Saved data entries
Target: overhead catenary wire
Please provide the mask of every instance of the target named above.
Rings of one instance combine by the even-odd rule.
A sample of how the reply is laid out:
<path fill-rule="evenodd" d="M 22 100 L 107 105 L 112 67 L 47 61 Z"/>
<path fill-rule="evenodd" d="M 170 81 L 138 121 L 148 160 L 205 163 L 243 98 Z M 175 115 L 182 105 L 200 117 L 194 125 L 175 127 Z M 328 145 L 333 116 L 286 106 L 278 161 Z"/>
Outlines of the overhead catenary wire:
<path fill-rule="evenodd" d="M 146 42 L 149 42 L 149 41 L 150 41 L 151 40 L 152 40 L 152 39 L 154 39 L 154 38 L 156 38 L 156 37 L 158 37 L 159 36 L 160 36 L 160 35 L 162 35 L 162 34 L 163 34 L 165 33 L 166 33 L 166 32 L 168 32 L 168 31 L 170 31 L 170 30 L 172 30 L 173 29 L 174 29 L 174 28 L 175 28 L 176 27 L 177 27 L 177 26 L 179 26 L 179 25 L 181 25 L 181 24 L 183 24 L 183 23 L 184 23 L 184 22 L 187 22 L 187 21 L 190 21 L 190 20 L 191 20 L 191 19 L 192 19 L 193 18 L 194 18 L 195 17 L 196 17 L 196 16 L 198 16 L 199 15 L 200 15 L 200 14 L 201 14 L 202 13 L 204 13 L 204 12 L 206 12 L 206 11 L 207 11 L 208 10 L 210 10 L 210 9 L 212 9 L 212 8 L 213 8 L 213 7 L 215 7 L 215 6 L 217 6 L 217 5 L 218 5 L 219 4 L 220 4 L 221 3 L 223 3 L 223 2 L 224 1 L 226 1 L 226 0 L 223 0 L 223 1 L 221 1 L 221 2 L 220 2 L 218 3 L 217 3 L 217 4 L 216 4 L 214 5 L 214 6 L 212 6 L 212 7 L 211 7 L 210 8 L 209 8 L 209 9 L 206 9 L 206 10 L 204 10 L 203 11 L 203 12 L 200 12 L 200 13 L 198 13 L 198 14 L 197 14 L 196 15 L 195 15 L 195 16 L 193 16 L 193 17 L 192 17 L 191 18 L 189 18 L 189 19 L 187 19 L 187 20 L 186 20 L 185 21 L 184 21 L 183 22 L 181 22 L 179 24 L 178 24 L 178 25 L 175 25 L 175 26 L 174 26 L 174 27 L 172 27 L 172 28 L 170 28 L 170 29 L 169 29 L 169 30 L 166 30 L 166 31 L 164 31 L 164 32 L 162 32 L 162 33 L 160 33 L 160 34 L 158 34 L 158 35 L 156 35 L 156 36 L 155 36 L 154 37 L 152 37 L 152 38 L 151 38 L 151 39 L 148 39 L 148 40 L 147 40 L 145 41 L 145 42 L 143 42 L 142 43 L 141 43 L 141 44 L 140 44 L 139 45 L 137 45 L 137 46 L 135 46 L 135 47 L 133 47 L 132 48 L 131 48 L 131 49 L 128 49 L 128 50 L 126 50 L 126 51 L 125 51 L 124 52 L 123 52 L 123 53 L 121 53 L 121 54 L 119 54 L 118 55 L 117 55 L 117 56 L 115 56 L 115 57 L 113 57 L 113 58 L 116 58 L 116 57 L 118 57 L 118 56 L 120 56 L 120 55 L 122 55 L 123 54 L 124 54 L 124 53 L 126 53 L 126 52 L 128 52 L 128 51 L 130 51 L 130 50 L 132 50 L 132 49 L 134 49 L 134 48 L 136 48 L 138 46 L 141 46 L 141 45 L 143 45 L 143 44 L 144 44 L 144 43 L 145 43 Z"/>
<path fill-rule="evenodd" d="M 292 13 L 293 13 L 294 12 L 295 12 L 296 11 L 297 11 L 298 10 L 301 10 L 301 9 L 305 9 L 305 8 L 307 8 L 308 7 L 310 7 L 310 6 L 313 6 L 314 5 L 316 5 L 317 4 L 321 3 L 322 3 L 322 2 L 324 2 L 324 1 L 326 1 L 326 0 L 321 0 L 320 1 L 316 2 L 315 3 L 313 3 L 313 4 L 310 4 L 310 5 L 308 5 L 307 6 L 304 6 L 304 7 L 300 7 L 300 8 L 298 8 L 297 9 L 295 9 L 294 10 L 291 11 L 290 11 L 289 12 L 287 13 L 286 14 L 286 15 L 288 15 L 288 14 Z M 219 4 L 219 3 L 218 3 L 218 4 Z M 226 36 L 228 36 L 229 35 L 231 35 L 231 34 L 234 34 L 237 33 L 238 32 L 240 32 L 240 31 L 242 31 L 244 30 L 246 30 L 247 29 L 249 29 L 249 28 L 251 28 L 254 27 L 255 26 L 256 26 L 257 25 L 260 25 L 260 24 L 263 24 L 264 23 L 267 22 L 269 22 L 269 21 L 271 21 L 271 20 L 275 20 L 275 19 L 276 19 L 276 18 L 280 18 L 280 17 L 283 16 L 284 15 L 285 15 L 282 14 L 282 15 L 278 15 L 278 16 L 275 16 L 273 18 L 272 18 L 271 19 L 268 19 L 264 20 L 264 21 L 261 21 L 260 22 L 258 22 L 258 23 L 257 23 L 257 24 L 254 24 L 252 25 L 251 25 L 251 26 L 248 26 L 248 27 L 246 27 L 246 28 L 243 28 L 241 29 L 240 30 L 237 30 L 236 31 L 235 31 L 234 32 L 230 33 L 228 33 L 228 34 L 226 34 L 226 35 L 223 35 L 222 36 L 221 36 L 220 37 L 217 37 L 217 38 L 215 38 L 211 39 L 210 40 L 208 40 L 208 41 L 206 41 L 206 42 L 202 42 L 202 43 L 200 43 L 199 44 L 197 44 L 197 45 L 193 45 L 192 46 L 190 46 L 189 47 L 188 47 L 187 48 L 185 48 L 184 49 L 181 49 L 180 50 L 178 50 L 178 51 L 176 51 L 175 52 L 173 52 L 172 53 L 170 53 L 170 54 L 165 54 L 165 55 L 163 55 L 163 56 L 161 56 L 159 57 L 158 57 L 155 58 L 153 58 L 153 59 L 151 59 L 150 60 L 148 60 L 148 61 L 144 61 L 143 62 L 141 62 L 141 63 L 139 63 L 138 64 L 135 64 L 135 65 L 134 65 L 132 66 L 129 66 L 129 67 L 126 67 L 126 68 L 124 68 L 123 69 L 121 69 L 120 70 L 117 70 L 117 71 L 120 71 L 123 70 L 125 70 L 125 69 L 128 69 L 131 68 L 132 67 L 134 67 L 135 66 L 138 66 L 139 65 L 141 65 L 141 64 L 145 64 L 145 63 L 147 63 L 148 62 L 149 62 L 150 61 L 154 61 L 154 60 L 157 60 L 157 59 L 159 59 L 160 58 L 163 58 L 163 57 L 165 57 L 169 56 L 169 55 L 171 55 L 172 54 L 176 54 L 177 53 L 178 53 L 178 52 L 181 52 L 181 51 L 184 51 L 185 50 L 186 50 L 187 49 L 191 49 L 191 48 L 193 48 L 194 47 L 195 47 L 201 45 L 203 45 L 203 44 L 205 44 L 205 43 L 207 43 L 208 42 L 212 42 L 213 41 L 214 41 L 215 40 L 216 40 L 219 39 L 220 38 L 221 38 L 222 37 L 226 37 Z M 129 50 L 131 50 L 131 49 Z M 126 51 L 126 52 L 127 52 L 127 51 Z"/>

What you need to do:
Reproduce the listing above in full, swapping each occurrence of "overhead catenary wire" for "power line" and leaving every other character as it is.

Finished task:
Target: power line
Please provide the mask of every instance of the target named above.
Rings of one instance combine by the even-odd rule.
A sample of how the reply is laid out:
<path fill-rule="evenodd" d="M 22 100 L 107 105 L 112 67 L 47 61 Z"/>
<path fill-rule="evenodd" d="M 170 81 L 138 121 L 148 160 L 205 163 L 243 98 Z M 175 115 L 182 105 L 200 117 L 194 125 L 175 127 Z M 328 145 L 333 116 L 286 106 L 278 161 Z"/>
Outlines of the power line:
<path fill-rule="evenodd" d="M 146 42 L 149 42 L 149 41 L 150 41 L 151 40 L 152 40 L 152 39 L 154 39 L 154 38 L 156 38 L 156 37 L 158 37 L 159 36 L 160 36 L 160 35 L 162 35 L 162 34 L 163 34 L 165 33 L 166 33 L 166 32 L 168 32 L 168 31 L 170 31 L 170 30 L 172 30 L 173 29 L 174 29 L 174 28 L 175 28 L 176 27 L 177 27 L 177 26 L 179 26 L 179 25 L 181 25 L 181 24 L 183 24 L 183 23 L 184 23 L 184 22 L 187 22 L 187 21 L 190 21 L 190 20 L 191 20 L 191 19 L 192 19 L 193 18 L 194 18 L 195 17 L 196 17 L 196 16 L 198 16 L 199 15 L 200 15 L 200 14 L 201 14 L 202 13 L 204 13 L 204 12 L 206 12 L 206 11 L 207 11 L 208 10 L 210 10 L 210 9 L 212 9 L 212 8 L 213 8 L 213 7 L 215 7 L 215 6 L 217 6 L 217 5 L 218 5 L 219 4 L 220 4 L 221 3 L 223 3 L 223 2 L 224 1 L 226 1 L 226 0 L 223 0 L 223 1 L 221 1 L 221 2 L 220 2 L 218 3 L 217 3 L 217 4 L 216 4 L 214 5 L 214 6 L 212 6 L 212 7 L 211 7 L 210 8 L 209 8 L 209 9 L 206 9 L 206 10 L 204 10 L 203 11 L 203 12 L 200 12 L 200 13 L 198 13 L 198 14 L 197 14 L 196 15 L 195 15 L 195 16 L 193 16 L 193 17 L 192 17 L 191 18 L 189 18 L 189 19 L 187 19 L 187 20 L 186 20 L 185 21 L 184 21 L 183 22 L 181 22 L 179 24 L 178 24 L 178 25 L 175 25 L 175 26 L 174 26 L 174 27 L 172 27 L 172 28 L 170 28 L 170 29 L 169 29 L 169 30 L 166 30 L 166 31 L 164 31 L 164 32 L 162 32 L 162 33 L 160 33 L 160 34 L 158 34 L 158 35 L 156 35 L 156 36 L 155 36 L 154 37 L 152 37 L 152 38 L 151 38 L 151 39 L 148 39 L 148 40 L 147 40 L 145 41 L 145 42 L 143 42 L 142 43 L 141 43 L 141 44 L 140 44 L 139 45 L 137 45 L 137 46 L 135 46 L 135 47 L 133 47 L 132 48 L 131 48 L 131 49 L 128 49 L 128 50 L 126 50 L 126 51 L 125 51 L 124 52 L 123 52 L 123 53 L 121 53 L 121 54 L 119 54 L 118 55 L 117 55 L 117 56 L 115 56 L 115 57 L 113 57 L 113 58 L 116 58 L 116 57 L 118 57 L 118 56 L 120 56 L 120 55 L 122 55 L 123 54 L 124 54 L 124 53 L 126 53 L 126 52 L 128 52 L 128 51 L 130 51 L 130 50 L 132 50 L 132 49 L 134 49 L 134 48 L 136 48 L 138 46 L 141 46 L 141 45 L 143 45 L 143 44 L 144 44 L 144 43 L 145 43 Z"/>
<path fill-rule="evenodd" d="M 292 13 L 293 13 L 294 12 L 295 12 L 296 11 L 297 11 L 298 10 L 301 10 L 301 9 L 305 9 L 305 8 L 307 8 L 308 7 L 310 7 L 310 6 L 313 6 L 314 5 L 316 5 L 317 4 L 321 3 L 322 3 L 322 2 L 324 2 L 324 1 L 326 1 L 326 0 L 321 0 L 320 1 L 316 2 L 315 3 L 313 3 L 313 4 L 310 4 L 310 5 L 308 5 L 307 6 L 304 6 L 304 7 L 300 7 L 300 8 L 298 8 L 297 9 L 295 9 L 294 10 L 291 11 L 290 11 L 289 12 L 287 13 L 286 14 L 286 15 L 288 15 L 288 14 Z M 219 4 L 219 3 L 218 3 L 218 4 Z M 226 36 L 228 36 L 229 35 L 231 35 L 231 34 L 234 34 L 237 33 L 238 32 L 240 32 L 240 31 L 242 31 L 244 30 L 246 30 L 247 29 L 249 29 L 249 28 L 251 28 L 254 27 L 255 26 L 256 26 L 257 25 L 260 25 L 260 24 L 263 24 L 264 23 L 267 22 L 269 22 L 269 21 L 271 21 L 271 20 L 275 20 L 275 19 L 276 19 L 276 18 L 280 18 L 280 17 L 283 16 L 284 15 L 285 15 L 282 14 L 282 15 L 278 15 L 278 16 L 275 16 L 273 18 L 272 18 L 271 19 L 268 19 L 264 20 L 264 21 L 261 21 L 260 22 L 258 22 L 258 23 L 257 23 L 257 24 L 254 24 L 252 25 L 251 25 L 251 26 L 248 26 L 248 27 L 246 27 L 246 28 L 243 28 L 241 29 L 240 30 L 237 30 L 236 31 L 235 31 L 234 32 L 230 33 L 228 33 L 228 34 L 226 34 L 226 35 L 223 35 L 222 36 L 221 36 L 220 37 L 217 37 L 217 38 L 215 38 L 211 39 L 210 40 L 208 40 L 208 41 L 206 41 L 206 42 L 202 42 L 202 43 L 200 43 L 199 44 L 197 44 L 197 45 L 193 45 L 192 46 L 190 46 L 189 47 L 188 47 L 187 48 L 185 48 L 184 49 L 181 49 L 180 50 L 178 50 L 178 51 L 176 51 L 175 52 L 173 52 L 172 53 L 170 53 L 170 54 L 165 54 L 165 55 L 163 55 L 163 56 L 161 56 L 159 57 L 158 57 L 155 58 L 153 58 L 153 59 L 151 59 L 150 60 L 148 60 L 148 61 L 144 61 L 143 62 L 141 62 L 141 63 L 139 63 L 138 64 L 135 64 L 135 65 L 134 65 L 132 66 L 129 66 L 129 67 L 126 67 L 126 68 L 124 68 L 123 69 L 121 69 L 120 70 L 117 70 L 117 71 L 120 71 L 123 70 L 125 70 L 125 69 L 128 69 L 131 68 L 132 67 L 134 67 L 135 66 L 138 66 L 139 65 L 141 65 L 141 64 L 145 64 L 145 63 L 147 63 L 148 62 L 149 62 L 150 61 L 154 61 L 154 60 L 157 60 L 157 59 L 159 59 L 160 58 L 163 58 L 163 57 L 165 57 L 169 56 L 169 55 L 171 55 L 172 54 L 176 54 L 177 53 L 178 53 L 178 52 L 181 52 L 181 51 L 184 51 L 185 50 L 186 50 L 187 49 L 191 49 L 191 48 L 193 48 L 194 47 L 195 47 L 201 45 L 203 45 L 203 44 L 205 44 L 205 43 L 207 43 L 208 42 L 212 42 L 213 41 L 214 41 L 215 40 L 216 40 L 219 39 L 220 38 L 221 38 L 222 37 L 226 37 Z M 129 50 L 131 50 L 131 49 Z M 126 51 L 126 52 L 127 52 L 127 51 Z"/>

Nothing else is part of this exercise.